━━ Records to use

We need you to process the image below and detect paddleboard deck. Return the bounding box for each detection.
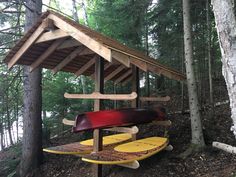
[43,133,132,155]
[82,137,168,165]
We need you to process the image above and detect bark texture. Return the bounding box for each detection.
[19,0,42,177]
[211,0,236,136]
[183,0,205,147]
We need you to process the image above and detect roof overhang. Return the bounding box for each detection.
[4,11,186,83]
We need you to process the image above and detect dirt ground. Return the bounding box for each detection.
[0,88,236,177]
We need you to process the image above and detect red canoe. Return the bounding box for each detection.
[73,108,166,132]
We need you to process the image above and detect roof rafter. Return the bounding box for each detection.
[48,14,112,62]
[30,39,65,72]
[52,46,85,74]
[104,65,125,81]
[8,20,48,69]
[75,55,97,76]
[115,69,132,84]
[35,29,69,43]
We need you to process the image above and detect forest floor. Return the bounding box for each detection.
[0,88,236,177]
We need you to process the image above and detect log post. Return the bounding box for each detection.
[93,57,104,177]
[131,65,139,141]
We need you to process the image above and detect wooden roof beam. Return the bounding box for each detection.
[30,39,65,72]
[111,50,130,68]
[104,65,125,81]
[115,69,132,84]
[8,20,49,69]
[75,55,97,76]
[90,62,112,79]
[35,29,69,43]
[57,39,82,50]
[48,14,112,62]
[52,46,85,74]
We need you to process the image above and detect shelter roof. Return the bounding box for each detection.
[4,11,186,83]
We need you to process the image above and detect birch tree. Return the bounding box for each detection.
[183,0,205,150]
[212,0,236,153]
[19,0,42,177]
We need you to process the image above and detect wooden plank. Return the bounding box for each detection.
[35,29,69,43]
[140,96,170,102]
[8,22,46,69]
[30,39,65,72]
[52,46,85,74]
[105,65,125,81]
[48,14,112,62]
[122,75,133,85]
[111,50,130,67]
[103,126,139,134]
[80,47,96,55]
[75,56,97,76]
[93,57,104,177]
[130,57,148,72]
[131,65,139,141]
[90,62,112,79]
[57,39,83,50]
[115,69,132,84]
[64,92,137,100]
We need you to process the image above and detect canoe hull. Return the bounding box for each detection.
[73,108,166,132]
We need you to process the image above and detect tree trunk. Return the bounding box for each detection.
[212,0,236,136]
[6,88,14,145]
[19,0,42,177]
[206,0,214,118]
[183,0,205,147]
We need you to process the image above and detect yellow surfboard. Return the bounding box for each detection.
[43,133,132,155]
[82,137,168,165]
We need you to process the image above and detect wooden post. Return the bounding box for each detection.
[131,66,139,108]
[131,65,139,141]
[93,57,104,177]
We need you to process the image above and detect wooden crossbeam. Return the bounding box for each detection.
[111,50,130,67]
[140,96,170,102]
[30,39,65,72]
[8,21,47,69]
[103,126,139,134]
[122,75,132,85]
[64,92,137,100]
[35,29,69,43]
[75,55,97,76]
[57,39,82,50]
[48,14,112,62]
[130,57,148,72]
[52,46,85,74]
[80,47,96,55]
[90,62,112,79]
[105,65,125,81]
[115,69,132,84]
[152,120,172,127]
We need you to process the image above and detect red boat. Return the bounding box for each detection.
[73,108,166,132]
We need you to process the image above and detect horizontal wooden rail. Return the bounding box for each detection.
[152,120,172,127]
[62,118,139,134]
[103,126,139,134]
[62,118,75,126]
[140,96,170,102]
[64,92,137,100]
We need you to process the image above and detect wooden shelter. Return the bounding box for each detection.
[4,11,185,83]
[4,11,186,176]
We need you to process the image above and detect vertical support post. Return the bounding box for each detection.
[131,65,139,141]
[93,57,104,177]
[113,83,117,109]
[146,71,150,107]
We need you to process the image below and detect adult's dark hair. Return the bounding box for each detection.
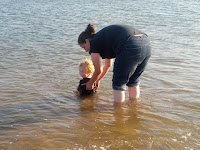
[78,24,95,44]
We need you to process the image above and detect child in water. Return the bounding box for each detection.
[74,59,95,96]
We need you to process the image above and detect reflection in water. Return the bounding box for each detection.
[0,0,200,150]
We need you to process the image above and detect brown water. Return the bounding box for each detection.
[0,0,200,150]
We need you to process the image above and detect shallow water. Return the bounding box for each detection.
[0,0,200,150]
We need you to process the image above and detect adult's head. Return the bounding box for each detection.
[78,24,95,52]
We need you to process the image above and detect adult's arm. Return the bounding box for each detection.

━━━━

§ Aim:
Reproduce every record above word for word, omitting the pictures.

§ Expected output:
We need you to process the image below and detect paddleboard deck. Return the bounding box for each detection.
[43,133,132,155]
[82,137,168,165]
We need you to process the image above and detect bark texture. Return the bounding box for each detection.
[19,0,42,177]
[211,0,236,136]
[183,0,205,147]
We need you to process the image above and detect roof overhang. Return the bounding box for each detection.
[4,11,186,83]
We need you to process the image above and detect dirt ground. Return the bounding box for each detection.
[0,88,236,177]
We need you to process the image above and detect red canoe. Return the bounding box for each detection.
[73,108,166,132]
We need you to process the image above and detect roof rafter. Return the bounding box for each detection.
[48,14,112,62]
[30,39,65,72]
[52,46,85,74]
[104,65,125,81]
[8,20,48,69]
[75,55,97,76]
[115,69,132,84]
[35,29,69,43]
We need you to process the image above and detect forest floor. Return the bounding box for each detection.
[0,88,236,177]
We need you to process the image above and detect log post. Return the bounding box for each detection.
[93,57,104,177]
[131,65,139,141]
We need you to process the image above and detect wooden roof beam. Return the bounding box for each detection.
[30,39,65,72]
[111,50,130,68]
[104,65,125,81]
[115,69,132,84]
[8,20,49,69]
[75,55,97,76]
[90,62,112,79]
[35,29,69,43]
[57,39,82,50]
[48,14,112,62]
[52,46,85,74]
We need you to process the image above and detect shelter roof. Return the bounding box for each detection.
[4,11,186,83]
We need you to process the image above and detect birch tree. Return the bounding box for each detection.
[183,0,205,150]
[212,0,236,153]
[19,0,42,177]
We need you to process the image above and detect wooden plank. Return the bounding box for each detection.
[35,29,69,43]
[140,96,170,102]
[8,22,46,69]
[30,39,65,72]
[52,46,85,74]
[105,65,125,81]
[48,14,112,62]
[122,75,133,85]
[111,50,130,67]
[103,126,139,134]
[80,47,96,55]
[75,56,97,76]
[93,57,104,177]
[130,57,148,72]
[131,65,139,141]
[90,62,112,79]
[57,39,83,50]
[115,69,132,84]
[64,92,137,100]
We need you to process the image above and detect canoe hull. Return the bounding box for each detection.
[73,108,166,132]
We need you to process the image above and detect tree trunk. Return the bounding box for each detection.
[212,0,236,136]
[6,88,14,145]
[19,0,42,177]
[206,0,214,118]
[183,0,205,147]
We need you to process the image above and detect yellow surfboard. Return the bounding box for each detection.
[43,133,132,155]
[82,137,168,165]
We need you to process the image above and detect wooden post. Return the bounding box for each detection.
[131,66,139,108]
[131,65,139,141]
[93,57,104,177]
We need you to process the image above and detect wooden crossbeam. Return the bounding box for each detection.
[111,50,130,67]
[140,96,170,102]
[30,39,65,72]
[8,21,47,69]
[103,126,139,134]
[122,75,132,85]
[64,92,137,100]
[35,29,69,43]
[75,55,97,76]
[57,39,82,50]
[48,14,112,62]
[130,57,148,72]
[52,46,85,74]
[80,47,96,55]
[90,62,112,79]
[105,65,125,81]
[115,69,132,84]
[152,120,172,127]
We need you to process the image above and detect red boat. Return the bounding box for each detection.
[73,108,166,132]
We need you to process the image above and detect horizontal wooden rail. Return the bounding box for each detection.
[152,120,172,127]
[62,118,139,134]
[103,126,139,134]
[62,118,75,126]
[140,96,170,102]
[64,92,137,100]
We need you to process the image above and detect wooden shelter. Return the bounding box for each detection.
[4,11,185,83]
[4,11,186,176]
We need you to process the image above and detect vertical support post. Return the bounding box for each detection.
[131,65,139,141]
[93,57,104,177]
[113,83,117,109]
[146,71,150,107]
We need you to process the image below and detect adult's dark hair. Return the bounding box for each detection.
[78,24,95,44]
We need you to process the image above and detect child in water. Return the bounding box for each detection.
[74,59,95,96]
We need you to process the image above and detect reflection in water. Return the bounding box for each detection.
[0,0,200,150]
We need you to process the image above and detect brown water. Return the bounding box for each detection.
[0,0,200,150]
We need you to process the image above and detect shallow water. Return the bounding box for each detection.
[0,0,200,150]
We need you to process the image above and detect adult's head. Return the bounding box for each detection.
[78,24,95,52]
We need you to process the image above and detect adult's arm. Return the bounding box for each detection.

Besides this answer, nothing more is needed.